Point annotation dataset records
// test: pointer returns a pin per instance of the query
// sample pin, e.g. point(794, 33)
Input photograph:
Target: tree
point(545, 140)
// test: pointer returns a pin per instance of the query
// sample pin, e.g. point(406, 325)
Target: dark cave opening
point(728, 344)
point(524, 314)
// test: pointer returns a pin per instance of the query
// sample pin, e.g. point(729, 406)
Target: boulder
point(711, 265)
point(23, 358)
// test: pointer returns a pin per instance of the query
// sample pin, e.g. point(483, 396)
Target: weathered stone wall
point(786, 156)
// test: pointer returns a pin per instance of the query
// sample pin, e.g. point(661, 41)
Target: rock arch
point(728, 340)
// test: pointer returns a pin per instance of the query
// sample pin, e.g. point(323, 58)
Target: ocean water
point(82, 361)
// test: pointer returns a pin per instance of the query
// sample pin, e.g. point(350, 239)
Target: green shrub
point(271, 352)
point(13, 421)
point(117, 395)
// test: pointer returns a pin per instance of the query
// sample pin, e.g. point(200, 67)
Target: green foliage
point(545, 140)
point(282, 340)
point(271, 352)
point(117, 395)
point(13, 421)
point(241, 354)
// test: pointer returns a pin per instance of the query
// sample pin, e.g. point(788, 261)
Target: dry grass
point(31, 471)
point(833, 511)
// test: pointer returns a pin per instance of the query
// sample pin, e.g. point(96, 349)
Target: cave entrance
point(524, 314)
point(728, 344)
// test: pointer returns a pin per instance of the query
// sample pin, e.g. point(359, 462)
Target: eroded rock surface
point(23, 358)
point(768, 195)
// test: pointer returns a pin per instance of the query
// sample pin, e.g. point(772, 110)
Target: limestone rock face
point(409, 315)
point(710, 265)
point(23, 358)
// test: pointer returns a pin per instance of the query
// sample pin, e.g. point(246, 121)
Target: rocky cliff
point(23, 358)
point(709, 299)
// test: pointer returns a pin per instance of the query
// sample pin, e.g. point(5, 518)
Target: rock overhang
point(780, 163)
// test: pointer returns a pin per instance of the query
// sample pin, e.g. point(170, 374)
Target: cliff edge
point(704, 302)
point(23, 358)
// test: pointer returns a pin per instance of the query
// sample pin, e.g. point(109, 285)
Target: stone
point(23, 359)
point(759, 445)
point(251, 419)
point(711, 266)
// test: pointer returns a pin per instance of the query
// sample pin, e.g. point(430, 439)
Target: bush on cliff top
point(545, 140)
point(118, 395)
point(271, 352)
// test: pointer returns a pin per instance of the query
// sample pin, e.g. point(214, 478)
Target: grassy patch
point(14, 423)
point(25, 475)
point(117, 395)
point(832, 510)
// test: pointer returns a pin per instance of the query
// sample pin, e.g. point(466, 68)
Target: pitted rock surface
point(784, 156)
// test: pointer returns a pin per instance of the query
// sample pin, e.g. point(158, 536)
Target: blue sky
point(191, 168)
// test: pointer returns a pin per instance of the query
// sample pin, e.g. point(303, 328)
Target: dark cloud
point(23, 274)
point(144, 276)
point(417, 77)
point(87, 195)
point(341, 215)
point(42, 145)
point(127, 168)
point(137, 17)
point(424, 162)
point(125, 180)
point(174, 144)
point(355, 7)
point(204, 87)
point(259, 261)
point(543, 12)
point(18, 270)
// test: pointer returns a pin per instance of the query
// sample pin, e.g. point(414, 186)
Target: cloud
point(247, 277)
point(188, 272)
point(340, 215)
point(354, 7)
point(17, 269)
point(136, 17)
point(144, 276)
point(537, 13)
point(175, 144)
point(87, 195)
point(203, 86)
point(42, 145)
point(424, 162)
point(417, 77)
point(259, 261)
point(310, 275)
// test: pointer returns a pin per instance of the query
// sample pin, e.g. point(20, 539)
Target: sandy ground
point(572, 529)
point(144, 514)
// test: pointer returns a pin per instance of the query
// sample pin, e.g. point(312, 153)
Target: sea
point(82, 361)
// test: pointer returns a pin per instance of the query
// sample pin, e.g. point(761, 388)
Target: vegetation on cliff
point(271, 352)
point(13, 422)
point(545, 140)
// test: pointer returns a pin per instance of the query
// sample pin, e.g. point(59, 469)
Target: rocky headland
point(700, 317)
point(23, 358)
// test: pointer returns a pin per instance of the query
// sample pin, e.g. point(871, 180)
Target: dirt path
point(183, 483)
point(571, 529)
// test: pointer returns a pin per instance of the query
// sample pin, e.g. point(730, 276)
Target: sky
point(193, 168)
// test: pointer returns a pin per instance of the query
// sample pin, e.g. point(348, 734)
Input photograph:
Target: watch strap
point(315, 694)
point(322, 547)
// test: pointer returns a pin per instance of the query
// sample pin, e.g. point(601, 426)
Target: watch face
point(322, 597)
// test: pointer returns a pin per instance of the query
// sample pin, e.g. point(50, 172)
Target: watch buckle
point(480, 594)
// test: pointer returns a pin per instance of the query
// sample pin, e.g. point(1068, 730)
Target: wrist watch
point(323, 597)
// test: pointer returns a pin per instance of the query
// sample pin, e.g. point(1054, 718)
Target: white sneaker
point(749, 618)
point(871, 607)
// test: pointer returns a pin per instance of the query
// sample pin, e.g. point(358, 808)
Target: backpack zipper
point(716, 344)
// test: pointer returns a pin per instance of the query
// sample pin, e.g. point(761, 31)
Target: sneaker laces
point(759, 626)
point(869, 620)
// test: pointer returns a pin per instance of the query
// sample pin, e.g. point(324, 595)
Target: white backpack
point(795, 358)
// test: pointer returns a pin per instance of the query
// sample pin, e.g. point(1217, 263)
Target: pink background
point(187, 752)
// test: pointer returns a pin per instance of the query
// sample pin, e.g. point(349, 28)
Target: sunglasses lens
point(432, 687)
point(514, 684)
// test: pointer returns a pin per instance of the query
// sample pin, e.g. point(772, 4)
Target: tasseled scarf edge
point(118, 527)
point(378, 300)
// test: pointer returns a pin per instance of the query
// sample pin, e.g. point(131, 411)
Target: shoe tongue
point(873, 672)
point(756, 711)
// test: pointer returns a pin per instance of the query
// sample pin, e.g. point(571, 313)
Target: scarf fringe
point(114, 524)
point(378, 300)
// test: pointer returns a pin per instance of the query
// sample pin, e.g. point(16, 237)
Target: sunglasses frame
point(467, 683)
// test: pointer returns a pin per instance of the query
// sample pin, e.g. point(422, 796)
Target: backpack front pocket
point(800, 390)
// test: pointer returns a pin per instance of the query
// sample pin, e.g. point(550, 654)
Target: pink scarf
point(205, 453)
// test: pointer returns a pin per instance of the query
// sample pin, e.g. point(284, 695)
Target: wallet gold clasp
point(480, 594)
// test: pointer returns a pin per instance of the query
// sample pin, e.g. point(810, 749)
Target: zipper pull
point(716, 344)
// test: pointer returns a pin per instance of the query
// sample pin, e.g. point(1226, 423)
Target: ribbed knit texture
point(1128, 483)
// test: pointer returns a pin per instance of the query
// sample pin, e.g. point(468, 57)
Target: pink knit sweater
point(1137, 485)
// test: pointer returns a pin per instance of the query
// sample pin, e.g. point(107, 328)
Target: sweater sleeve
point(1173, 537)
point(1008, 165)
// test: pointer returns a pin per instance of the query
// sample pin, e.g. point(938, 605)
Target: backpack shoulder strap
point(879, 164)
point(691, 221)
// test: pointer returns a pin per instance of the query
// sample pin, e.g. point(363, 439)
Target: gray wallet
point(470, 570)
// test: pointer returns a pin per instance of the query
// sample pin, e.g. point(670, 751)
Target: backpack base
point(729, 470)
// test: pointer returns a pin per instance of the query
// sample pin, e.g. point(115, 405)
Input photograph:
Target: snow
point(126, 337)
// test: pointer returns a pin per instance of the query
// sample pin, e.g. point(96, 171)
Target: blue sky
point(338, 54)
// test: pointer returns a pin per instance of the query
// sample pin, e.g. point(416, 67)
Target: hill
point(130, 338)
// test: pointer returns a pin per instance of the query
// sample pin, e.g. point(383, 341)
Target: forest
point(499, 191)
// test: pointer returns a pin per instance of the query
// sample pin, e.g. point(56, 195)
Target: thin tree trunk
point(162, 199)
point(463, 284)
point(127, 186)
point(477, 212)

#### WRITTEN EXERCISE:
List every line above that contains the string "cave".

#### THE REPLY:
Target: dark cave opening
Target: cave entrance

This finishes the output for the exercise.